>>>

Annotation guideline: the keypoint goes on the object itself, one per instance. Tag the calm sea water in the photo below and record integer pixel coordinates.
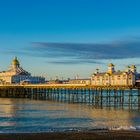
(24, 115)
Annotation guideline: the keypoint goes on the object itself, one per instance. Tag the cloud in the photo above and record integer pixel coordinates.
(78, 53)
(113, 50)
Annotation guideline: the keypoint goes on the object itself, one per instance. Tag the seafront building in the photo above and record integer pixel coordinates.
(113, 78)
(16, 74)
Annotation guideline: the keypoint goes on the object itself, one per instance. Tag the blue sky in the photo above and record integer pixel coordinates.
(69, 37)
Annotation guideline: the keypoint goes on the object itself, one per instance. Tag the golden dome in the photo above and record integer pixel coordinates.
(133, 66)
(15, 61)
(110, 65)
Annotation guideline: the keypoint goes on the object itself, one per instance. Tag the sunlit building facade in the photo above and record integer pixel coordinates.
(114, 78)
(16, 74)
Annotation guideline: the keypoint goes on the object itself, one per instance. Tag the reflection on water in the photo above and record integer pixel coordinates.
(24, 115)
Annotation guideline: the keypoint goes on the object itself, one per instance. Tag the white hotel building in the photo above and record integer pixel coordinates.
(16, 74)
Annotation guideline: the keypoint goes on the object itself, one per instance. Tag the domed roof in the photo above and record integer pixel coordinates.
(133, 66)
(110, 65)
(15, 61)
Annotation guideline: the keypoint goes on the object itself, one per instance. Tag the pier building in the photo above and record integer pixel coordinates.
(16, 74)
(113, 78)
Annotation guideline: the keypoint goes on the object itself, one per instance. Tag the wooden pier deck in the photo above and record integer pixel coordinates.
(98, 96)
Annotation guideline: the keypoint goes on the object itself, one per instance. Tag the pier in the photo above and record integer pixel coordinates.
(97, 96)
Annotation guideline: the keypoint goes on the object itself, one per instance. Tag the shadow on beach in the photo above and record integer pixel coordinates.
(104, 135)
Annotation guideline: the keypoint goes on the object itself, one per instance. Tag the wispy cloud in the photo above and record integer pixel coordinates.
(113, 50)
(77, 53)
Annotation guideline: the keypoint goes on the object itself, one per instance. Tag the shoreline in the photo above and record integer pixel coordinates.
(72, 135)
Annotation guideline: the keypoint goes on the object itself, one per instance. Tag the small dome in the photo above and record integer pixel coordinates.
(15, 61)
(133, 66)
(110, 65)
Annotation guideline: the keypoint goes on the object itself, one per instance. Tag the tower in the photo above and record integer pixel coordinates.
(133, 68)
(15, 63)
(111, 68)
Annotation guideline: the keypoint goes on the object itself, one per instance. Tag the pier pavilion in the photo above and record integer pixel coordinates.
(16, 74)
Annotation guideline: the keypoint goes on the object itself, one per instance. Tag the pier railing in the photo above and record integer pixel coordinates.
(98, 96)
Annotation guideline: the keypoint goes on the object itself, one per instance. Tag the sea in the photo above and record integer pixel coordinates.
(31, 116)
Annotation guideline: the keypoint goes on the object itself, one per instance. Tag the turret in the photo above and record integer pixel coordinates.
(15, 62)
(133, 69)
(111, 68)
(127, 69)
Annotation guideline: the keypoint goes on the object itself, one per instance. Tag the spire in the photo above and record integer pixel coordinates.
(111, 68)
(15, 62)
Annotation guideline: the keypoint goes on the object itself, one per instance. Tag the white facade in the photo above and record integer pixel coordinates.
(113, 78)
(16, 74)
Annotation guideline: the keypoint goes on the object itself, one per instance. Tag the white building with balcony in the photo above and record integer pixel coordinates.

<<<

__DIRECTIONS__:
Only the pictures are left behind; write out everything else in the records exactly.

__RESULT OF THIS EXERCISE__:
Annotation guideline: the keypoint goes on the object itself, one per instance. Tag the calm sea water in the photo below and record integer pixel coordinates.
(24, 115)
Annotation guideline: the keypoint goes on the object itself, one per instance. Tag the cloud in the photo above and record integer pixel coordinates.
(78, 53)
(113, 50)
Annotation guideline: the keypoint goes on the object itself, one per instance. Tag the seafront building in the photo above and record integer pixel coordinates.
(113, 78)
(16, 74)
Annotation guideline: the keypoint goes on the object itself, one per instance. Tag the blue sky in the photo above and record integer pixel coordinates.
(69, 37)
Annotation guideline: the keypoint goes on the object itself, one per instance. Tag the golden dome in the photo above and record integer pixel coordinates.
(133, 66)
(15, 61)
(110, 65)
Annotation guideline: the keypoint goes on the object itself, one per instance. Tag the sunlit building facade in the photo above and record integer pixel coordinates.
(114, 78)
(16, 74)
Annotation guideline: the keypoint goes on the object itself, one per instance. Tag the reflection on water in the photo above and record integer pixel coordinates.
(24, 115)
Annotation guideline: the keypoint goes on the object itself, one per instance. Tag the white hotel building in the photo above and record integer pixel coordinates.
(16, 74)
Annotation guideline: the keypoint goes on the object itself, one per instance. Tag the domed roof in the photo above and record integer pixel coordinates.
(133, 66)
(110, 65)
(15, 61)
Annotation guideline: the keypoint goes on the object itself, one per instance. Tag the pier building in the photo above and record integer pixel coordinates.
(16, 74)
(113, 78)
Annotation guideline: the keypoint goes on the object itself, one per instance. Tag the wooden pier deck in the photo above and record integer pixel coordinates.
(98, 96)
Annotation guideline: the keypoint goes on the object itself, one per instance. Tag the pier in the photo above and record integer pixel coordinates.
(97, 96)
Annotation guideline: the keypoint goes on the object itself, one per instance. Tag the shadow on beach in the photo above and record integer pixel coordinates.
(104, 135)
Annotation guideline: the keypoint goes on the object itself, one per instance. Tag the wispy cloud in the photo above and record integer pixel coordinates.
(113, 50)
(77, 53)
Annotation guideline: the keypoint goes on the object itself, one per instance. Tag the shoreline in the photo above and record integer pixel coordinates.
(72, 135)
Annotation guideline: the keypoint goes on the object itself, one per instance. Tag the small dome in the photo above and record integer pixel coordinates.
(15, 61)
(133, 66)
(110, 65)
Annotation guideline: the keypoint goes on the object itself, one per instance. Tag the tower in the photo above and record integer pixel coordinates.
(133, 68)
(15, 63)
(111, 68)
Annotation guideline: the keypoint goes on the object itself, one per instance. Tag the pier pavilion in the photo above and record integer pixel coordinates.
(16, 74)
Annotation guideline: the keypoint goes on the object itself, one per instance. Tag the pier railing in the photo above and record integer pixel coordinates.
(98, 96)
Annotation guideline: the keypoint goes on the object itself, one per instance. Tag the sea in the photo above and record integer pixel coordinates.
(31, 116)
Annotation guideline: the keypoint goes on the object itself, one per instance. Tag the turret in the photo above and record integer pixel coordinates.
(15, 62)
(133, 69)
(111, 68)
(127, 69)
Annotation guideline: the keypoint goes on the object itself, one per instance. Tag the spire in the photo above and record integer pixel coordinates.
(111, 68)
(15, 62)
Annotation guideline: the keypoint goes on the object itself, one per instance. Tag the white facade in the photo above and record integer pixel coordinates.
(113, 78)
(16, 74)
Annotation guideline: the keypoint goes on the object itself, one per instance. Tag the white building with balcony in the photo above and record integer pixel coordinates.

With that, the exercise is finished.